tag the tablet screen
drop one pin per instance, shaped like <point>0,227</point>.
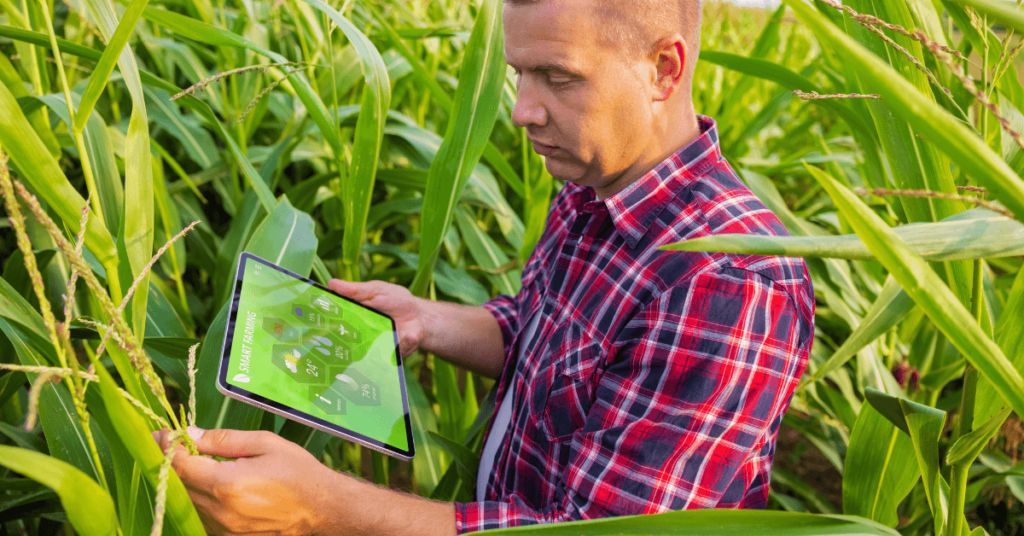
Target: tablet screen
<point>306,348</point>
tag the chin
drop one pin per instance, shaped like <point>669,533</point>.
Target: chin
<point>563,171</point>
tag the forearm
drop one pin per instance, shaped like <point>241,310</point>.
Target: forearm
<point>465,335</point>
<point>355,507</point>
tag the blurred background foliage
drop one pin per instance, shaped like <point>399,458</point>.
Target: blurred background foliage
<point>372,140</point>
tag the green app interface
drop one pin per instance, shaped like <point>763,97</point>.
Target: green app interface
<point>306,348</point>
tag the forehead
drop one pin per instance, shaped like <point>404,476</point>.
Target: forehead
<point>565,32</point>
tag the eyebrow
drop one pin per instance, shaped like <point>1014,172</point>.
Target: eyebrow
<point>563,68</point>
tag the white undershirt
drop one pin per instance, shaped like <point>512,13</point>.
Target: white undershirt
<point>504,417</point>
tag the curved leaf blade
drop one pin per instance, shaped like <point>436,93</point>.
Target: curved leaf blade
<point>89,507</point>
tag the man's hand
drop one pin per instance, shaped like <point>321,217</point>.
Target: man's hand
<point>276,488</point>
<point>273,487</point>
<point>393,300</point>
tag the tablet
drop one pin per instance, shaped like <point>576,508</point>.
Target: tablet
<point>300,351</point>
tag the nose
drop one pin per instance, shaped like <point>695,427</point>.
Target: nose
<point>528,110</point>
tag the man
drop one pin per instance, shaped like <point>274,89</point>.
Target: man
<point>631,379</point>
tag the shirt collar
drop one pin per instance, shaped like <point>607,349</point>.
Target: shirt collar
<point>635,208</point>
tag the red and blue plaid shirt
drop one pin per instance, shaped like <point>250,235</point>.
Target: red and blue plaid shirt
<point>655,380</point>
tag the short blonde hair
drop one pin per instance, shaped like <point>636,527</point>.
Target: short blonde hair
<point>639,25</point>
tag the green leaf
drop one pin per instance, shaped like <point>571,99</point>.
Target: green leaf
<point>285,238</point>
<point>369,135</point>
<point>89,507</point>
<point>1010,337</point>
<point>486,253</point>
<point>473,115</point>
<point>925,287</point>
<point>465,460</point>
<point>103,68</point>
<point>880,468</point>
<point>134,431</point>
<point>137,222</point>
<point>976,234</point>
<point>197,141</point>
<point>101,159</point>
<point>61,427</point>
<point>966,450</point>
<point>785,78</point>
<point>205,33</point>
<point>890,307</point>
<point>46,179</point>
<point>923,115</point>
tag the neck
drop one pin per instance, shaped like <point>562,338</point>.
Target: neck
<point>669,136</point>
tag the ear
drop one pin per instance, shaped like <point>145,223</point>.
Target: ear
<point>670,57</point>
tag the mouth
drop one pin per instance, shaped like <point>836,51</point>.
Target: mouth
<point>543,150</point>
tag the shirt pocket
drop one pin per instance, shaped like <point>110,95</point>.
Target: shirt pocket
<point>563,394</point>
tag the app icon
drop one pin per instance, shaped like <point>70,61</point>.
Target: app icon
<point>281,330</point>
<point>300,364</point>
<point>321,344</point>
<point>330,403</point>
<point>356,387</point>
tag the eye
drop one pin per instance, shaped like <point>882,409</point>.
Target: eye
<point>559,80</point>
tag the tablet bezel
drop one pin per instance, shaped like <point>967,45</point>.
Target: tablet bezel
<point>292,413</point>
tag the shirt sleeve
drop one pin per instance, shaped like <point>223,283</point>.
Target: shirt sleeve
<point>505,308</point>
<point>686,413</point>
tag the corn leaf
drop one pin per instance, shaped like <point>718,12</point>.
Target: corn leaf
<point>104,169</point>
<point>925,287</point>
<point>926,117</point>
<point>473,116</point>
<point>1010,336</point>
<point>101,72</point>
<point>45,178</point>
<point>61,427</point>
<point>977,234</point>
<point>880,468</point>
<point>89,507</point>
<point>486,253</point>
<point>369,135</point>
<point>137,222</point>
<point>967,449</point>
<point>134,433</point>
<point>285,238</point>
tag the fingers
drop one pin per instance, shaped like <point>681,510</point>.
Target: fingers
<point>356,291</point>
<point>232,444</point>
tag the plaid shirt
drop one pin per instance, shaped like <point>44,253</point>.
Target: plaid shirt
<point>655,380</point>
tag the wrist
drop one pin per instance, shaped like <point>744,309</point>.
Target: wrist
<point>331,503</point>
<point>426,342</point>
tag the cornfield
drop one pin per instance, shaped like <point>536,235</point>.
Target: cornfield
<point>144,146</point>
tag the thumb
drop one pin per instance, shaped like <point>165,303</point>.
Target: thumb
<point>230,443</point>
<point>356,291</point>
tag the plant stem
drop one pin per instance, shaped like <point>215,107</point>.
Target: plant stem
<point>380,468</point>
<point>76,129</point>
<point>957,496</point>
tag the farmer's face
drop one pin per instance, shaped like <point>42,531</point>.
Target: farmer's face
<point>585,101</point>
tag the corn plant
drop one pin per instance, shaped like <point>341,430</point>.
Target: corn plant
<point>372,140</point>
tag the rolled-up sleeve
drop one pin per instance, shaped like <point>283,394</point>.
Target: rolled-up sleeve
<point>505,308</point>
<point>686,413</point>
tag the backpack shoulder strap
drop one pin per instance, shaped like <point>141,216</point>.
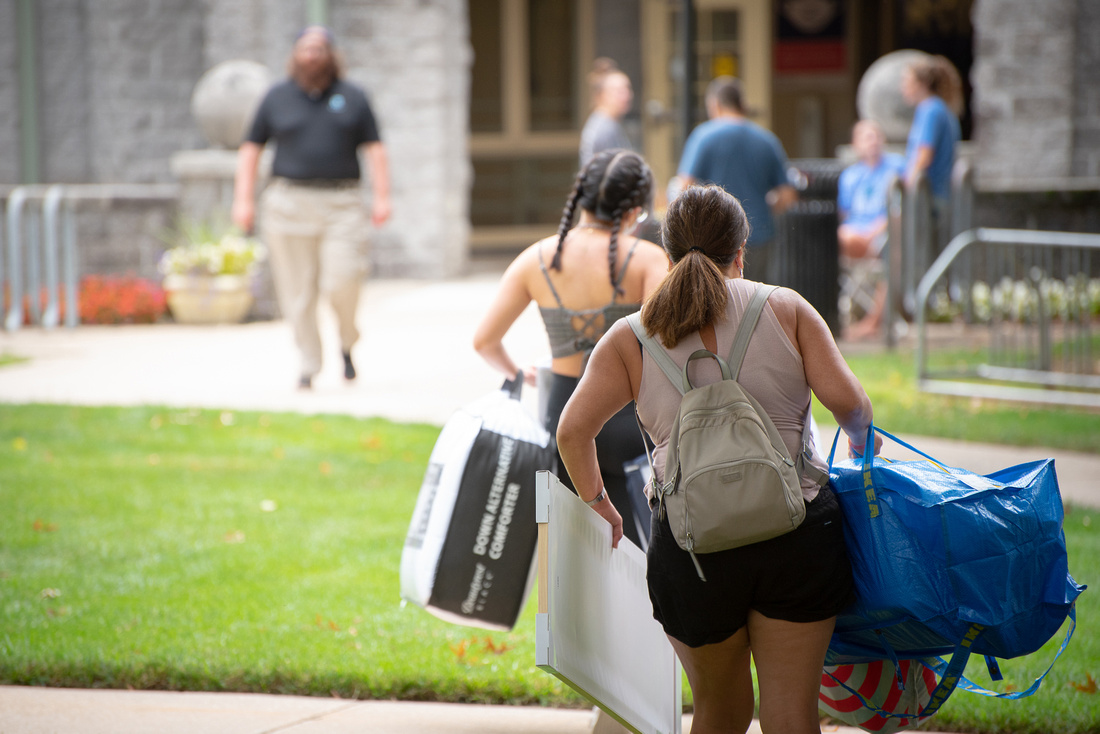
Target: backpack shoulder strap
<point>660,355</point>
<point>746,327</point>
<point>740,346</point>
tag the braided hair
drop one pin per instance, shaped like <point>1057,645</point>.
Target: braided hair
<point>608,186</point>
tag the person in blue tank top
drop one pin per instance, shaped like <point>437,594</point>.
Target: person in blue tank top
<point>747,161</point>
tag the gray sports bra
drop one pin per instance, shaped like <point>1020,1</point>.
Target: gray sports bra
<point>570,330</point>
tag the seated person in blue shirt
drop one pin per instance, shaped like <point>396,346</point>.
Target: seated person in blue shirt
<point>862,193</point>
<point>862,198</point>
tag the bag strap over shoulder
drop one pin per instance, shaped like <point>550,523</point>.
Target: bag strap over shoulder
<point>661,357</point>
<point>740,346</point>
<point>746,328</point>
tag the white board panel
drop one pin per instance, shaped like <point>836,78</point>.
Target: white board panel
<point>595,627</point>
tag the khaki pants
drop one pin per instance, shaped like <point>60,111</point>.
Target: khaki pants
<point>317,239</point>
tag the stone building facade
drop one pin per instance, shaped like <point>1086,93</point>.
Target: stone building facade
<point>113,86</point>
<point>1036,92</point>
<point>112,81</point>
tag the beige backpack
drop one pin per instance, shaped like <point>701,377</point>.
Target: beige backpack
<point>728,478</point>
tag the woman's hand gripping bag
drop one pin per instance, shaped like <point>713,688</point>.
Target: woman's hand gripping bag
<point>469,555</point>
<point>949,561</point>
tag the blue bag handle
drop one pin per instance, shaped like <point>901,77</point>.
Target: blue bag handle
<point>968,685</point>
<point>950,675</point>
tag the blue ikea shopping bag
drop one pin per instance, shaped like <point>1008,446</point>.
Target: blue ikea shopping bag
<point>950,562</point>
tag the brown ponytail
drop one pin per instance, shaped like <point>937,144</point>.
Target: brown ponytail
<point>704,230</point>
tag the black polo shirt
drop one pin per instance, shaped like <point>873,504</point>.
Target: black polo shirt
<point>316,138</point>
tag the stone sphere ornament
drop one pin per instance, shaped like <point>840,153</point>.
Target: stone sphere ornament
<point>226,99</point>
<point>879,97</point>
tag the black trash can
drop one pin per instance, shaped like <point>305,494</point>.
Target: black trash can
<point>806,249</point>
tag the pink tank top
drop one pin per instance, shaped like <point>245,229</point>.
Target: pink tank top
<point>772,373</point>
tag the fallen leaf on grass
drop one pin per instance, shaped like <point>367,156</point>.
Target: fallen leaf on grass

########

What you are asked to do
Every line in the listing above that mentions "grass" should be returned.

Written solution
tag the fallen leaf on grass
Target: fallen leaf on grass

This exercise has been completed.